▶ Requirements
Copy the Schwinger–Tomonaga equation text between "Schwinger–Tomonaga equation. The" and "with Richard Feynman.", inclusive, substituting "spacelike hypersurface" for "space-like hypersurface".

─── Document segment ───

Schwinger–Tomonaga equation

Schwinger–Tomonaga equation. The Schwinger–Tomonaga equation is a fundamental formulation in quantum field theory that describes the time evolution of a quantum state in a relativistically covariant manner. It is a functional differential equation for the state vector, formulated on a general space-like hypersurface, thereby providing a manifestly covariant alternative to the Schrödinger equation. Developed independently by Julian Schwinger and Shin'ichirō Tomonaga, it was a cornerstone in the development of renormalization theory and the covariant formulation of quantum electrodynamics, for which they shared the Nobel Prize in Physics with Richard Feynman.

● Historical background and development

The equation emerged from the intense efforts to resolve the severe infinities plaguing the nascent theory of quantum electrodynamics in the late 1940s. The traditional Heisenberg picture and Schrödinger picture of quantum mechanics were not manifestly covariant, making them ill-suited for a relativistic theory like QED. Sin-Itiro Tomonaga, working in war-isolated Japan, developed a covariant formulation using the concept of a state vector defined on a space-like surface, publishing his results in 1943 and 1946. Independently, Julian Schwinger in the United States arrived at an equivalent formulation, presenting it at the famous Pocono Conference in 1948. Their work, alongside the diagrammatic techniques of Richard Feynman and the operator methods of Freeman Dyson, formed the basis of modern renormalization theory, resolving the Lamb shift and the anomalous magnetic dipole moment of the electron.

─── Dataset extract ───

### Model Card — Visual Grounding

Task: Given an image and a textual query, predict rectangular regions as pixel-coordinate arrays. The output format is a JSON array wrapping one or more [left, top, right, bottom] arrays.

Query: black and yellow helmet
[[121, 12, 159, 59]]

───

▶ Response
Schwinger–Tomonaga equation. The Schwinger–Tomonaga equation is a fundamental formulation in quantum field theory that describes the time evolution of a quantum state in a relativistically covariant manner. It is a functional differential equation for the state vector, formulated on a general spacelike hypersurface, thereby providing a manifestly covariant alternative to the Schrödinger equation. Developed independently by Julian Schwinger and Shin'ichirō Tomonaga, it was a cornerstone in the development of renormalization theory and the covariant formulation of quantum electrodynamics, for which they shared the Nobel Prize in Physics with Richard Feynman.